Your task: From the cube tutorial, extract word for word the text between "Placing a cube in the" and "couple more includes.", inclusive.

Our first GameObject

Placing a cube into our 3D world

Placing a cube in the world follows similar principles to the Camera object. This is because, simply put, we create a new game object and instantiate. However, it does come with one major difference. This is because we now want to use a shader (Which is a piece of code that is compiled on the GPU and tells it how to manage pixels and colour them).

Now, luckily the game engine is shipped with some standard shaders that should allow you to perfom basic rendering. We also come with a built in cube mesh that allow us to easily render a cube to the screen without the complicated coordinates and indices.

But in order to access this stuff we need a couple more includes.

#include <Unified-Engine/Objects/gameObject.h>
#include <Unified-Engine/Objects/Mesh/Defaults/cube.h>
#include <Unified-Engine/Core/Rendering/shader.h>
#include <Unified-Engine/Objects/Components/shaderObject.h>

So lets start of by defining the core components to our game object, this is the shader and a mesh (which defines the vertices of the shape):

UnifiedEngine::Shader shader();
UnifiedEngine::ShaderObject shaderObj(&shader);

UnifiedEngine::Mesh mesh;
mesh = UnifiedEngine::Cube();

Now that we have these setup we want to create and initialise the game object, we will do this at an offset as we will want to be able to see it in the camera.

UUnifiedEngine::GameObject gOBJ(mesh, &shaderObj);
gOBJ.transform.Position.z -= 5;
UnifiedEngine::instantiate(&gOBJ);

Now with this code running, you should find a white square appear in-front of you. There it is that is your cube.

As an extra task see if you can make it rotate using the .transform.rotate.x variable. Be carefull with large values, it will spin fast. Do you know why?

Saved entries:
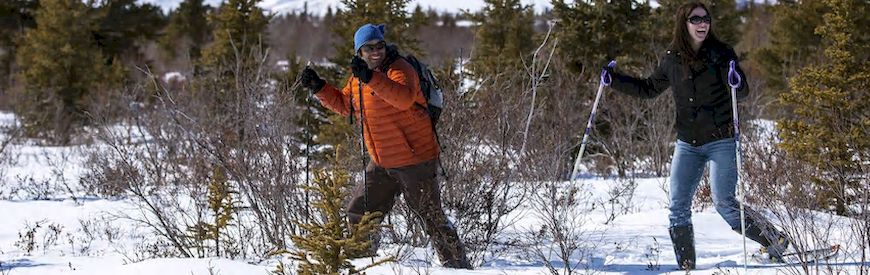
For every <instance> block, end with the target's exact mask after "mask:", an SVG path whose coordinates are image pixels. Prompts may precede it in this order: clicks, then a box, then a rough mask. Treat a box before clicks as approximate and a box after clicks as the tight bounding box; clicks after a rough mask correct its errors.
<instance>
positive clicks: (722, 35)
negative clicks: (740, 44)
mask: <svg viewBox="0 0 870 275" xmlns="http://www.w3.org/2000/svg"><path fill="white" fill-rule="evenodd" d="M705 4H707V8H708V9H710V14H711V15H712V17H713V22H712V27H713V32H715V33H716V36H718V37H719V40H722V42H725V43H726V44H728V45H731V46H732V47H733V46H734V45H737V43H738V42H740V29H741V27H742V23H741V20H740V12H739V11H738V10H737V2H736V1H734V0H706V1H705Z"/></svg>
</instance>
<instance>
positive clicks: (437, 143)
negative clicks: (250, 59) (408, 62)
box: [316, 58, 439, 168]
mask: <svg viewBox="0 0 870 275" xmlns="http://www.w3.org/2000/svg"><path fill="white" fill-rule="evenodd" d="M359 83H360V82H359V79H357V78H356V77H351V78H350V79H349V80H348V83H347V85H346V86H344V88H343V89H342V90H341V91H339V90H338V89H337V88H335V87H334V86H332V85H329V84H327V85H324V86H323V88H322V89H321V90H320V91H318V92H317V93H316V96H317V98H318V99H320V102H321V104H323V105H324V106H325V107H326V108H329V109H330V110H332V111H334V112H336V113H339V114H341V115H342V116H347V115H349V113H350V108H349V107H350V106H349V104H354V105H353V107H354V108H353V109H354V110H355V113H354V115H356V116H357V118H359V101H357V98H358V97H359ZM362 97H363V108H364V109H365V122H364V129H363V132H364V133H365V144H366V149H368V152H369V155H370V156H371V158H372V160H373V161H374V162H375V164H377V165H378V166H380V167H383V168H398V167H404V166H409V165H414V164H419V163H422V162H425V161H429V160H433V159H435V158H437V157H438V154H439V149H438V142H437V141H436V139H435V132H434V131H433V129H432V124H431V122H430V120H429V113H428V112H427V111H426V99H425V98H424V97H423V93H422V92H421V91H420V79H419V77H418V76H417V72H416V71H415V70H414V68H413V67H412V66H411V64H409V63H408V62H407V61H405V60H404V59H402V58H399V59H396V60H395V61H394V62H393V63H392V64H390V65H389V68H388V69H387V70H386V73H384V72H378V71H375V72H374V74H373V76H372V79H371V80H370V81H369V83H368V84H365V83H363V96H362Z"/></svg>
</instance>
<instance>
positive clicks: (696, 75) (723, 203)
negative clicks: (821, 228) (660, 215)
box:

Result for this task:
Placing a cube in the world follows similar principles to the Camera object. This is because, simply put, we create a new game object and instantiate. However, it does come with one major difference. This is because we now want to use a shader (Which is a piece of code that is compiled on the GPU and tells it how to manage pixels and colour them).

Now, luckily the game engine is shipped with some standard shaders that should allow you to perfom basic rendering. We also come with a built in cube mesh that allow us to easily render a cube to the screen without the complicated coordinates and indices.

But in order to access this stuff we need a couple more includes.